### Your objective
Copy each line word for word, everything from the line containing "For every instance of the bare" down to the line containing "[(369, 256)]", including both of those lines.

### Extracted data
= = = =
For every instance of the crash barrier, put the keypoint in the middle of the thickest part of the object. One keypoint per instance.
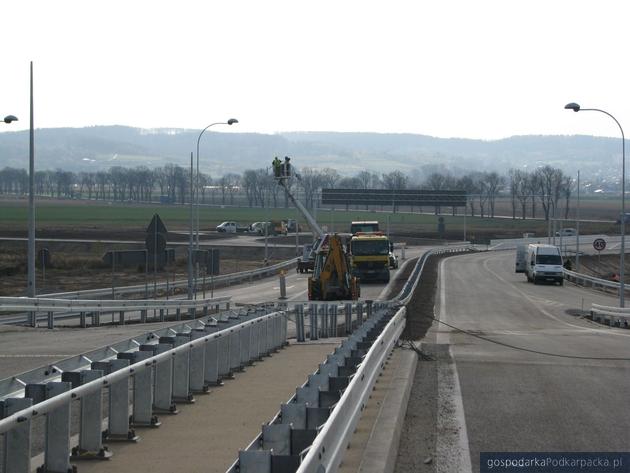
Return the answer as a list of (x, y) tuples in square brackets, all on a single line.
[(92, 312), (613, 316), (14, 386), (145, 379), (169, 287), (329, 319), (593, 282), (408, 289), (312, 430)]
= = = =
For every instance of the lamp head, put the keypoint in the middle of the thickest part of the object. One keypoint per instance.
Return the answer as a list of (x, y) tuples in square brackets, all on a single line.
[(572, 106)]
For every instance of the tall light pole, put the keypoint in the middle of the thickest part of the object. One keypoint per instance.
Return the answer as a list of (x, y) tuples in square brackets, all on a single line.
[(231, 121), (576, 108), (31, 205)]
= = = =
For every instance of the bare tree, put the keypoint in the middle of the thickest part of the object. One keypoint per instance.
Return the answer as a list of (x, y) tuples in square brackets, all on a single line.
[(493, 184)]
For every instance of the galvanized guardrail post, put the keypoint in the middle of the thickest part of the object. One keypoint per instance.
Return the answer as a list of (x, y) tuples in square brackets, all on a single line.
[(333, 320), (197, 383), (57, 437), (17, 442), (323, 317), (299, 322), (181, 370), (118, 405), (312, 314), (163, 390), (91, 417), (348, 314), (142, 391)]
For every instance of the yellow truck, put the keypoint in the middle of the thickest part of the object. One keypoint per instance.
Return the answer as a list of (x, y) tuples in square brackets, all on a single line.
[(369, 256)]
= = = =
### Solution below
For every instance of the bare tree, put the keypoint in the middle of the thickest part of the object. One keypoint per instance.
Return the answer as a list of (x, y) tuples in square brackets, all on a single line.
[(493, 184)]
For every instance of the galvanized guardrail post, put the keypoint in the middle of the thickest part of the object. One keypoint per instance.
Return the answer as a list of (x, y) tuples in square brackets, all on a single line.
[(333, 320), (197, 383), (57, 437), (17, 442), (323, 317), (299, 322), (181, 370), (118, 405), (312, 314), (163, 390), (91, 417), (348, 314), (142, 391)]
For every instance of the yellow truck, put the keypoint in the middle of the thickest part of the object. One keypoint per instance.
Return the answer as a list of (x, y) tuples in square brackets, all on a single line.
[(369, 256)]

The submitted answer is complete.